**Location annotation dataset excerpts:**
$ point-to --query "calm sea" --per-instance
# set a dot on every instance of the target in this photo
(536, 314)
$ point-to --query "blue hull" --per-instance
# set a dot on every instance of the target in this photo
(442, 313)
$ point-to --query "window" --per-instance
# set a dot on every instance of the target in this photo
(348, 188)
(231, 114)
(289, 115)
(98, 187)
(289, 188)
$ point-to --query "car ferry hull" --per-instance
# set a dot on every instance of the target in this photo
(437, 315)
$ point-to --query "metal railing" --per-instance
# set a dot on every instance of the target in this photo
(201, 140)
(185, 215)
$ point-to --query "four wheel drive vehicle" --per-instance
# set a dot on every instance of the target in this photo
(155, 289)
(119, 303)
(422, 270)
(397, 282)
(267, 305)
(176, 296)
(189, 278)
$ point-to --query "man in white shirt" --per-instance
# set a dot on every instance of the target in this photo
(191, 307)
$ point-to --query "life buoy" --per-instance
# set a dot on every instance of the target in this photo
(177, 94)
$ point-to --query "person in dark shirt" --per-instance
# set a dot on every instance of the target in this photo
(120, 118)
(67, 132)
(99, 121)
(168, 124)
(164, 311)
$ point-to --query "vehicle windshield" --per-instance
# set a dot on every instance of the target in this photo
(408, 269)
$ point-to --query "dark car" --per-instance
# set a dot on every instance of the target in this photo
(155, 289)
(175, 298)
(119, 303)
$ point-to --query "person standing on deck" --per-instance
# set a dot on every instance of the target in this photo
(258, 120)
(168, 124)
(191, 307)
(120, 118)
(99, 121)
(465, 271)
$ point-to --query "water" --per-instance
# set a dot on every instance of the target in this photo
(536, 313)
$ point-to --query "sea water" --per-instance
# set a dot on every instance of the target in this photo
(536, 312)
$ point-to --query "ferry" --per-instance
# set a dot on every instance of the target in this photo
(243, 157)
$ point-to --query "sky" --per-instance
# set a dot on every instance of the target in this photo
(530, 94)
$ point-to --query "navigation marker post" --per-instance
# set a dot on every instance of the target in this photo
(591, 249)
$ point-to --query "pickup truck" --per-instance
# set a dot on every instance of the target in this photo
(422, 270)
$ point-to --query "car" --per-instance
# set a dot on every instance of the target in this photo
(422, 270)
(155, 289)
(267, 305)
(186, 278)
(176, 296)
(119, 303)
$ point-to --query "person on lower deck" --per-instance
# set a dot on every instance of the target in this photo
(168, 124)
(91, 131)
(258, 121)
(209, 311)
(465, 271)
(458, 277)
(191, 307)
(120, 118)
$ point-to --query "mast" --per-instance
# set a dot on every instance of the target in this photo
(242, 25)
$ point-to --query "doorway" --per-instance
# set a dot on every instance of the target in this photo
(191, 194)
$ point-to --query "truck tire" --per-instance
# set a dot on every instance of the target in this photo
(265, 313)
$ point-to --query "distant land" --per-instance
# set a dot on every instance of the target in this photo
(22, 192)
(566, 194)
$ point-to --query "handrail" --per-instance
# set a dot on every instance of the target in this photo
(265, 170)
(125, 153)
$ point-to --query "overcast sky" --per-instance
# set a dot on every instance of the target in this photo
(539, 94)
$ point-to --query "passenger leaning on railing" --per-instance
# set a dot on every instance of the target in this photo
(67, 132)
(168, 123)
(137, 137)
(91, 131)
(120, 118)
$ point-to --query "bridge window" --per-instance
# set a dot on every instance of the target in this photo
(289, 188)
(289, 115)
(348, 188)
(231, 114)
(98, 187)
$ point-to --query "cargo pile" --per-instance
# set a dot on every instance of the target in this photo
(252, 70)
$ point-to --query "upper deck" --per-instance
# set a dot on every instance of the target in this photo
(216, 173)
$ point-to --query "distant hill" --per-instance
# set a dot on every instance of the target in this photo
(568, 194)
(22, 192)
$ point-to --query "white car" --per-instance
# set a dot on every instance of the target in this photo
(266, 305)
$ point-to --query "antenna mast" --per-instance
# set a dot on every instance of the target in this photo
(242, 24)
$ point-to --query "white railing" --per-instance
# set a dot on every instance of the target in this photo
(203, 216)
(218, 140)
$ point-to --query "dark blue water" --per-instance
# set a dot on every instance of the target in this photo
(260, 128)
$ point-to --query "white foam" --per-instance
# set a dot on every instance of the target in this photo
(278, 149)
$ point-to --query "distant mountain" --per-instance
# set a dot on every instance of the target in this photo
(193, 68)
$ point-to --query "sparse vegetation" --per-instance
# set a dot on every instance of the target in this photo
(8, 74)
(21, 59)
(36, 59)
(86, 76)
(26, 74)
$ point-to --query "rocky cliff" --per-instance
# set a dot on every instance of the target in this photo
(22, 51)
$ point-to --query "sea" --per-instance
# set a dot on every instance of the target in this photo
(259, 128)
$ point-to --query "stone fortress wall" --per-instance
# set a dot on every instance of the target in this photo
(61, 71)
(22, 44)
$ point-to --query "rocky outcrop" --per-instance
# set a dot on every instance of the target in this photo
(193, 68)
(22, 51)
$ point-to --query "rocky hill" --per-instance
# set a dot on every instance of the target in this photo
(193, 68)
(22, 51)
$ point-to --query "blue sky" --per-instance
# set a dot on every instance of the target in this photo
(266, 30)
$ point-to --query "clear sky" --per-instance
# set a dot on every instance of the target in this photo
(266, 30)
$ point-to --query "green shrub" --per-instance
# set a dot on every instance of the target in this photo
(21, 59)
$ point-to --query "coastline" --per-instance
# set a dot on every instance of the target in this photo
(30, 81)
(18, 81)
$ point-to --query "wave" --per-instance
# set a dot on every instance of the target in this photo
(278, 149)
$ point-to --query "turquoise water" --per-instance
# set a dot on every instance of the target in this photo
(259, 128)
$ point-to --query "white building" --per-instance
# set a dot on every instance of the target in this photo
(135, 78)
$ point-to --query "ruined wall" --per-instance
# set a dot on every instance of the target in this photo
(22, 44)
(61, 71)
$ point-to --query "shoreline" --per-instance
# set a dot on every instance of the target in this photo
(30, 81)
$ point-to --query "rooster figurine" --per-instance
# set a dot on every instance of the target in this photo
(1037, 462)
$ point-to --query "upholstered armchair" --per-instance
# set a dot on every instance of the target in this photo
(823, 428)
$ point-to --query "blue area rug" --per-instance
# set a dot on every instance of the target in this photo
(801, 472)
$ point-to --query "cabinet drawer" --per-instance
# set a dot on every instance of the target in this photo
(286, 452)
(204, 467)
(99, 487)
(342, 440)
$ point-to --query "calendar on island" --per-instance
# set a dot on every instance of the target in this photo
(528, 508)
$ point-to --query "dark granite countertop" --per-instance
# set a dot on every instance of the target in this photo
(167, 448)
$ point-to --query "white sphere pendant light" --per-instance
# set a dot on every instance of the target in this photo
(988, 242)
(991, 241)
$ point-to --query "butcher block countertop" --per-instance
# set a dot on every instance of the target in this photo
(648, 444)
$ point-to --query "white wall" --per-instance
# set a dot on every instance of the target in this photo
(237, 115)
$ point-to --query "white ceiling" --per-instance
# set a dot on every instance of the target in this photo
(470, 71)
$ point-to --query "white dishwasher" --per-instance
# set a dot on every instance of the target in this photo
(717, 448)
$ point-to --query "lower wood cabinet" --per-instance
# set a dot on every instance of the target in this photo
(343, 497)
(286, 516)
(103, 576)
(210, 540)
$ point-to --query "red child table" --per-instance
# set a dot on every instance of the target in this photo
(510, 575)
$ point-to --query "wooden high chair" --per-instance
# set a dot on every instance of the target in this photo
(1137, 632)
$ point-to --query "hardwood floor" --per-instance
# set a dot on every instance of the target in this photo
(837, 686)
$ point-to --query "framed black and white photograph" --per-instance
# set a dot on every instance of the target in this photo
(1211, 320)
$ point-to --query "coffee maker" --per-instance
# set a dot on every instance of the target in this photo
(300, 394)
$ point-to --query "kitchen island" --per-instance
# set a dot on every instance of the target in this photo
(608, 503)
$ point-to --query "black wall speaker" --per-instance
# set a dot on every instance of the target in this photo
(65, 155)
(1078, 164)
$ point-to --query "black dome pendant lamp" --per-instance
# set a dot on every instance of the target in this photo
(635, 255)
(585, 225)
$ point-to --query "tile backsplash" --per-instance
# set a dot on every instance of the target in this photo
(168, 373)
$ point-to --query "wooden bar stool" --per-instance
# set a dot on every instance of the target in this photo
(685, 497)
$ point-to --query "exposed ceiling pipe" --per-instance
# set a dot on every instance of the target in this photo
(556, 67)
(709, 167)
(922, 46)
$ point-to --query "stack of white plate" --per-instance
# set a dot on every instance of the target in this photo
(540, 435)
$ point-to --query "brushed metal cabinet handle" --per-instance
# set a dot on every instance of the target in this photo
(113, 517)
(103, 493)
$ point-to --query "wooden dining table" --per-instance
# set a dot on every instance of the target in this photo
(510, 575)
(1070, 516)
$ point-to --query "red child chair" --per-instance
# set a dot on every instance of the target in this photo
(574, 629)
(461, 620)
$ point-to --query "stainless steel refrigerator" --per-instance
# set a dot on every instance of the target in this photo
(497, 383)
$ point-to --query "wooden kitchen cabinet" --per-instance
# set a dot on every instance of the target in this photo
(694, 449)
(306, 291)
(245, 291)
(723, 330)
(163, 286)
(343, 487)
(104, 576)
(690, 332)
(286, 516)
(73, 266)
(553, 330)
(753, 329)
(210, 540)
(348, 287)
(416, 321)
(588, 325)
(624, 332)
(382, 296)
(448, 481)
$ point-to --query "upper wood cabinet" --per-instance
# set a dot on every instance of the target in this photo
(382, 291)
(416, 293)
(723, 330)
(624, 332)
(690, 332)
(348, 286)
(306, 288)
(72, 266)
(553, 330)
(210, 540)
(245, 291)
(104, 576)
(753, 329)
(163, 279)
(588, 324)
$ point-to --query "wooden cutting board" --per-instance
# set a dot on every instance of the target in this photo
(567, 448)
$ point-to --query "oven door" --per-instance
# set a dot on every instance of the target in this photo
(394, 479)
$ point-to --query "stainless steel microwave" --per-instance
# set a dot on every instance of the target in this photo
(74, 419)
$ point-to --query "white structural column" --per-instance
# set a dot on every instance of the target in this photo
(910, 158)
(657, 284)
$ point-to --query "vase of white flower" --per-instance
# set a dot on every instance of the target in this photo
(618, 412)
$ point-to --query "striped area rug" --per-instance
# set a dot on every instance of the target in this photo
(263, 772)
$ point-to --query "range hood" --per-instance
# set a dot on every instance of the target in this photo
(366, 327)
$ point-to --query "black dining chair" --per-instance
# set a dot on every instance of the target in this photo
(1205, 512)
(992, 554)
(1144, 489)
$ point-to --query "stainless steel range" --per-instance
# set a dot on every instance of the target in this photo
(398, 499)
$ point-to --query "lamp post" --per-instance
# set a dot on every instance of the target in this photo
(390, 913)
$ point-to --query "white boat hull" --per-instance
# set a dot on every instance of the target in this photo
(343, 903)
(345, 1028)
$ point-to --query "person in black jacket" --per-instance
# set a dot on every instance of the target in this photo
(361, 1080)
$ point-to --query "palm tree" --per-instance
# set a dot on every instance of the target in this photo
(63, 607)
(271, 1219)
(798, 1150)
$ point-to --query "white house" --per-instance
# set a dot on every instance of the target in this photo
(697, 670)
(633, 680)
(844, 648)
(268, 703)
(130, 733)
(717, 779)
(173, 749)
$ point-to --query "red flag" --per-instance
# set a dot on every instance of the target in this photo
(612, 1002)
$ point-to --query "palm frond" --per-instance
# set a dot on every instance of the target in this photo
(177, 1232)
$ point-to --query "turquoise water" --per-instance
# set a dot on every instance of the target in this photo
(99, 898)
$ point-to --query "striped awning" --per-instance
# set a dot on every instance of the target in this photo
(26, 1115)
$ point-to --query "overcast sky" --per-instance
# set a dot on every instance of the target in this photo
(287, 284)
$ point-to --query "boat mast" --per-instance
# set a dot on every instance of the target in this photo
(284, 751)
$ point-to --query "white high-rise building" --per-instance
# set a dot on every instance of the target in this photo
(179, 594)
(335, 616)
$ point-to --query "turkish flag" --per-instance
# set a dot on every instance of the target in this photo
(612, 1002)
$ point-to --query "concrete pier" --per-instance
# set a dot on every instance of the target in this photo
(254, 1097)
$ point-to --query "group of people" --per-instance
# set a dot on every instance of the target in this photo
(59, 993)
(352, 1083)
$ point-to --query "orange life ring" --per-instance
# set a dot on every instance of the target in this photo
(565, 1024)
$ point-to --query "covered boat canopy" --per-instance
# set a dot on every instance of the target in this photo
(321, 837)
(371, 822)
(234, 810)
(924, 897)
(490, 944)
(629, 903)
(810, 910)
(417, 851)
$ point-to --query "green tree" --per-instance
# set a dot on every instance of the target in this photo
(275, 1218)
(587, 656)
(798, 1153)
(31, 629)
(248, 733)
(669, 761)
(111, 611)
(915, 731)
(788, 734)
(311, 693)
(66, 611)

**Brief:**
Return every line from the lines above that contains the word "life", treating uppercase and lowercase as different.

**Answer to the problem:**
$ point-to --query "life buoy" --per-instance
$ point-to --query "orange life ring" --per-instance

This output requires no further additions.